When you drive a Bentley, you know the car is expensive and adjust your tastes and budget accordingly, and so it seems with whisky, too. All 700 bottles of Horizon have already been reserved and will be worth more on the secondary market as soon as they leave the Macallan distillery gates, which tells you much of what you need to know about whether the market thinks it’s worth the price.

I’m glad to have tried Horizon but not sad that I will probably never get to taste it again. The same can’t be said of Bentley’s W12. The disappearance of such a great just doesn’t feel wholly like progress, given how many developments have been made to it over the past two and a half decades to enhance the engine’s performance while improving its efficiency and reducing its emissions.

Still, in contrast to whisky, time and age should bring cars powered by the W12 engine more into the realms of relative affordability – and we will be able to meet on these pages again.

How the W12 engine was made

The W12 engine configuration, favoured as effectively a shorter V12 for better packaging, was used in fleeting aircraft and motorsport applications before finally appearing in a road car in the Audi A8 of 2001. It also served in Volkswagen’s Phaeton and Touareg, but its application is most famous in various Bentleys.

Since first appearing in the Continental GT in 2003, the W12 has had its power improved by 34% and its torque by 54%, peaking at 740bhp and 738lb ft in the 2023 Batur, all while CO2 emissions have been reduced by 25% (it entered a second generation in 2015).

Each 254kg engine takes 30 people six and a half hours to build from 294 components and is then tested for 21 and a half minutes to 3800rpm and a 221lb ft load. Additionally, every one in a hundred is plucked for an eight-hour test to 6000rpm and 664lb ft.

Its development was stringent. Tests included 100 hours straight at full throttle and a deep thermal shock test in which it was run at full power to a coolant temperature of 100deg C before being shut down, flushed with -30deg C coolant and then run straight back up to 110deg C no fewer than 400 times.

The engine has three separate cooling circuits and two separate exhaust assemblies, while its management system has some 42,000 parameters.

Fuel-saving technology includes efficient twin-scroll turbochargers and cylinder-deactivation technology that on six cylinders shuts down the intake and exhaust valves, fuel injection and ignition below 3000rpm and 221lb ft in third to eighth gear.

By the time production ends, more than 105,000 examples of the W12 will have been built at Crewe – more than any other 12-cylinder engine in the modern era. The total output of those engines will be more than six million horsepower.

Record list »
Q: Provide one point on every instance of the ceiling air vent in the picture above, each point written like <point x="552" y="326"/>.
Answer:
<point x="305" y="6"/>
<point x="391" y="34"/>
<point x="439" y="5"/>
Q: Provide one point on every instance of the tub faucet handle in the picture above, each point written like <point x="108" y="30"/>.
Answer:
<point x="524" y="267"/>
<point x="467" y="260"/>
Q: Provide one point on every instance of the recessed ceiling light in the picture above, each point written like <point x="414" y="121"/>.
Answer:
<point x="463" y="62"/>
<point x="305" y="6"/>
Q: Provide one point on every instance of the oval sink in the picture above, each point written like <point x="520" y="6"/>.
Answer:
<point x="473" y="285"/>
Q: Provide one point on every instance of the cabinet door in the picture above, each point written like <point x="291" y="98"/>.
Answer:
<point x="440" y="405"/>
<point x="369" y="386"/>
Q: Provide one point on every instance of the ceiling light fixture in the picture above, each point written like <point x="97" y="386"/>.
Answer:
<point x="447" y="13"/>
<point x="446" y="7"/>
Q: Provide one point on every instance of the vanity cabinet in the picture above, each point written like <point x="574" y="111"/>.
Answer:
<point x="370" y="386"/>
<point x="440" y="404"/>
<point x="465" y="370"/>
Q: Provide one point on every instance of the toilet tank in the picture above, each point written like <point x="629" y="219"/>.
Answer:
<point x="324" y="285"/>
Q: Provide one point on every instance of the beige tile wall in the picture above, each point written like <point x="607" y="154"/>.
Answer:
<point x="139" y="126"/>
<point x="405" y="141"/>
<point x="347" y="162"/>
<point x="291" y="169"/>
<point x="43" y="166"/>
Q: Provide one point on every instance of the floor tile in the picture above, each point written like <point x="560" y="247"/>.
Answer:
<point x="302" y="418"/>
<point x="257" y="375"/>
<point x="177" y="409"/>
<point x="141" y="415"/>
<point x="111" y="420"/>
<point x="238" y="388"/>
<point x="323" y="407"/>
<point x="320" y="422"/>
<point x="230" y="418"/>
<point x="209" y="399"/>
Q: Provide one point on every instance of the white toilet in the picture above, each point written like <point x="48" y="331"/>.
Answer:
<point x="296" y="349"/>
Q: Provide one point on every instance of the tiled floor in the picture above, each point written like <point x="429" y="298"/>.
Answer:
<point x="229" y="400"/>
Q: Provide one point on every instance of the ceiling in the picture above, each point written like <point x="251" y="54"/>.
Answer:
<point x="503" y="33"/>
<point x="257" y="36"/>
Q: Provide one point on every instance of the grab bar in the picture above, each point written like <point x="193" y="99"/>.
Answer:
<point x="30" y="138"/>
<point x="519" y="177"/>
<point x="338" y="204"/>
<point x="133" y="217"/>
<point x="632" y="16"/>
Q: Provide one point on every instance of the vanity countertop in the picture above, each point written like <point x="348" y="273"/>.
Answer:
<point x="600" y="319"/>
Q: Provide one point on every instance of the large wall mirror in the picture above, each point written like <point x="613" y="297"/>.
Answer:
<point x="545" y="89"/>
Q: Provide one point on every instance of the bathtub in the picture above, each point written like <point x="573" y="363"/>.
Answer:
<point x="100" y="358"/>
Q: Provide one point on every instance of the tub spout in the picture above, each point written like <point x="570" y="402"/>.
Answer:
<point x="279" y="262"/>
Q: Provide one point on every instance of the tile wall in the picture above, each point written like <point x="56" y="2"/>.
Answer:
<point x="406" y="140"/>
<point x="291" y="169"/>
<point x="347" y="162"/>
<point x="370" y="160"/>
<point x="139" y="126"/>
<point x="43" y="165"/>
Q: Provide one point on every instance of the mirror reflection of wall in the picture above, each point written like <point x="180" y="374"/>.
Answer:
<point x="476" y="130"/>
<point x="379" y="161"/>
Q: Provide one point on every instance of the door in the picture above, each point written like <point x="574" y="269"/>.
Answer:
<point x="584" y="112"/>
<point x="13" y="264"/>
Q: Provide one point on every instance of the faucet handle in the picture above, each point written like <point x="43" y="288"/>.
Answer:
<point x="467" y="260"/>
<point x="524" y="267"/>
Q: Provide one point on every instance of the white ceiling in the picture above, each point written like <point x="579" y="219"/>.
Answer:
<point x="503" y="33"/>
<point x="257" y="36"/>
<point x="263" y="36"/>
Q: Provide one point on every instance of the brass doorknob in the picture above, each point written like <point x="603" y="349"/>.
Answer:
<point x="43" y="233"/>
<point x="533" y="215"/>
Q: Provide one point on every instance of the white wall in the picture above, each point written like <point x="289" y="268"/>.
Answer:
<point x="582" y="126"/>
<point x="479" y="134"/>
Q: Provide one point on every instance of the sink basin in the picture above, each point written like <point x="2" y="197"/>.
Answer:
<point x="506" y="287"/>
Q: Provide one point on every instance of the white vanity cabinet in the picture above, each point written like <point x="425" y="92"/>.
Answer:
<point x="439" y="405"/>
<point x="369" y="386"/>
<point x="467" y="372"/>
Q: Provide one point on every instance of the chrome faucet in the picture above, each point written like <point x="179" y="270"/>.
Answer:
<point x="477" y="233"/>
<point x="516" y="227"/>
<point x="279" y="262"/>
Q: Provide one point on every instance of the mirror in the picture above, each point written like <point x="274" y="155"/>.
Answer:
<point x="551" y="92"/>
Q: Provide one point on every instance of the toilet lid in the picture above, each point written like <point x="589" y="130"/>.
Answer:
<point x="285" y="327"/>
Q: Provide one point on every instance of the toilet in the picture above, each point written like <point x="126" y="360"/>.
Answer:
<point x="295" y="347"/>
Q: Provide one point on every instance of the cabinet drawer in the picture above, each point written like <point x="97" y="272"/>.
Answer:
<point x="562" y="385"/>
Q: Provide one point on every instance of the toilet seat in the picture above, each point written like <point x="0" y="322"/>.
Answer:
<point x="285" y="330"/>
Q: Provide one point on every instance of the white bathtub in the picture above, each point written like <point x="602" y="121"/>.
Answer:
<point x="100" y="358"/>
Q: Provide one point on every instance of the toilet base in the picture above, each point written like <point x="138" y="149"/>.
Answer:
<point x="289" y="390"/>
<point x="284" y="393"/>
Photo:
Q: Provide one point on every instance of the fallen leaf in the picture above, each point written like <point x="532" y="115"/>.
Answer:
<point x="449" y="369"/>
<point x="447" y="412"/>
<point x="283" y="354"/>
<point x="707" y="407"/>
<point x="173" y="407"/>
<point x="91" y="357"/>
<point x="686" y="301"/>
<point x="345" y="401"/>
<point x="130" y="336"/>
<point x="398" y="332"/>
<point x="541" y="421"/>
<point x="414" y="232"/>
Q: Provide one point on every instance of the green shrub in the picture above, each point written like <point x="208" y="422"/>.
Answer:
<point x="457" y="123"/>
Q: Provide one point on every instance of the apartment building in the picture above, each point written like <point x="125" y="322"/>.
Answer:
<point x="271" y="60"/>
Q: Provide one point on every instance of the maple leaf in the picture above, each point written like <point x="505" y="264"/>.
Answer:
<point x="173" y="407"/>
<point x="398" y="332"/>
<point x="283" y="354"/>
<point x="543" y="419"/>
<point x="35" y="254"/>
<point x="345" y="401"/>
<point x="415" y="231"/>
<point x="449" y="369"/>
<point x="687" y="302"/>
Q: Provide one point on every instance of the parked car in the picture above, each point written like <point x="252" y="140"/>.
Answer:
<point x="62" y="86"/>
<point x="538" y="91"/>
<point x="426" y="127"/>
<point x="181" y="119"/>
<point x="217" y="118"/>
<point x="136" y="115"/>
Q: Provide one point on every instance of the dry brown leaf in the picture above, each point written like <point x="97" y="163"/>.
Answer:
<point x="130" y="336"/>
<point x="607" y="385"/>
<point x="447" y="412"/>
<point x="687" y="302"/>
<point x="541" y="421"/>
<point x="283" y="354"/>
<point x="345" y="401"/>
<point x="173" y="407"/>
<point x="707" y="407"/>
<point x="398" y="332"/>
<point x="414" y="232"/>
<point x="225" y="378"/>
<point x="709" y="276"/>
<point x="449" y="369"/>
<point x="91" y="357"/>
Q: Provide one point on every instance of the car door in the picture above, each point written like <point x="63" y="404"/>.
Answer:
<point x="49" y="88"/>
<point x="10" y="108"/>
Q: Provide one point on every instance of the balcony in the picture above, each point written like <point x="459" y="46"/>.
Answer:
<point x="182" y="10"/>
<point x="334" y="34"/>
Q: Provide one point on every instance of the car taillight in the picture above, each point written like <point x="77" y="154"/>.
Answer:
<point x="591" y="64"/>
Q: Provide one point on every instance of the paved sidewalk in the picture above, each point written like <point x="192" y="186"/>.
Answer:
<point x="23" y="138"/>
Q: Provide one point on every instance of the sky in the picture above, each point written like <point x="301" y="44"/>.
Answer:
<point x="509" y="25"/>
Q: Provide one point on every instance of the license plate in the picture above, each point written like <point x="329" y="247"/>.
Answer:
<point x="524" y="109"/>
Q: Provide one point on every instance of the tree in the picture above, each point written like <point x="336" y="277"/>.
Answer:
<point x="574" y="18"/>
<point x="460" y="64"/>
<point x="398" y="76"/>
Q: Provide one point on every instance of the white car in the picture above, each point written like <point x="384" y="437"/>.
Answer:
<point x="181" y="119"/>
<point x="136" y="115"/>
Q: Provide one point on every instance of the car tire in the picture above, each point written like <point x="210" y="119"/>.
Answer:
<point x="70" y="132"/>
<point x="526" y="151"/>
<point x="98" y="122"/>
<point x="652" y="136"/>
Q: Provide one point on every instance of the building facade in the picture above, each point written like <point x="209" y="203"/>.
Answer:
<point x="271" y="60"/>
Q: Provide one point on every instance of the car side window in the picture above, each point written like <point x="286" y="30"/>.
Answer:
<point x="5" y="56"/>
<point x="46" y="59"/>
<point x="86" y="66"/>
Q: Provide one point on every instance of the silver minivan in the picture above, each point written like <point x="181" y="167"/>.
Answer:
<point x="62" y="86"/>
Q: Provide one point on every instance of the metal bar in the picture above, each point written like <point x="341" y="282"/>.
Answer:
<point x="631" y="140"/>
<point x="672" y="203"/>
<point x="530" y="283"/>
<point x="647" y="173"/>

Exercise A »
Restate the passage of the W12 engine text that begins at the words "How the W12" and stops after "and 664lb ft.", swapping "components" for "parts".
Exercise B »
According to the W12 engine text, how long does it take 30 people to build each engine?
Exercise C »
Extend the W12 engine text, picking up after its final sentence.

Output A »
How the W12 engine was made

The W12 engine configuration, favoured as effectively a shorter V12 for better packaging, was used in fleeting aircraft and motorsport applications before finally appearing in a road car in the Audi A8 of 2001. It also served in Volkswagen’s Phaeton and Touareg, but its application is most famous in various Bentleys.

Since first appearing in the Continental GT in 2003, the W12 has had its power improved by 34% and its torque by 54%, peaking at 740bhp and 738lb ft in the 2023 Batur, all while CO2 emissions have been reduced by 25% (it entered a second generation in 2015).

Each 254kg engine takes 30 people six and a half hours to build from 294 parts and is then tested for 21 and a half minutes to 3800rpm and a 221lb ft load. Additionally, every one in a hundred is plucked for an eight-hour test to 6000rpm and 664lb ft.

Output B »
Six and a half hours.

Output C »
An insight into the world of whisky

Macallan is the Bentley of whisky makers, so they tell me, and from the evidence I’ve seen, I will gladly take their word for it. It is 200 years old this year, and on its 458-acre estate opened a new distillery in 2018 and a year later a visitor centre that’s a cross between a Bond villain’s lair and the Willy Wonka factory.

The distillery houses 36 stills that make 12 million litres of spirit a year. Just a dozen of the 270 people working at Macallan are responsible for making the 63.5%-proof spirit that provides 20% of the flavour of the whisky (it can only become a Scotch whisky if it has sat in an oak cask for more than three years), the rest coming from the sherry-seasoned casks. At any one time, 450,000-plus casks sit on the Macallan Estate, some of them as many as 81 years old.

It turns out that the world of high-end whisky has plenty in common with the upper echelons of the automotive one. There are issues around counterfeiting that require constant developments in the cap and seal used on bottles for security and there are speculators who will buy rare, limited-run whiskies from Macallan and then flip them.

“There will be some who will drink, others who will save,” says creative director Jaume Ferràs. “The secondary market for whisky is huge, as [a whisky like Horizon] screams investment, but we always try to encourage people to drink our products. If it happens [with speculators], we trace it back, as the bottles are numbered, and we soften the relationship sometimes or have a polite word…”

Like makers of limited-edition cars, Macallan just wants its finest creations to be used for their intended purposes.

“We do what we do for people to enjoy, to socialise, to have a great time,” says Ferràs. “We’re not a bank or a financial investment company.”

Horizon may be the most expensive whisky that Macallan has made, but it’s not the most expensive to be sold bearing its name. One of 1926 vintage with a rare Valerio Adami-designed label was sold at auction last year for £2.2 million. It cost £5000 when originally released in 1987.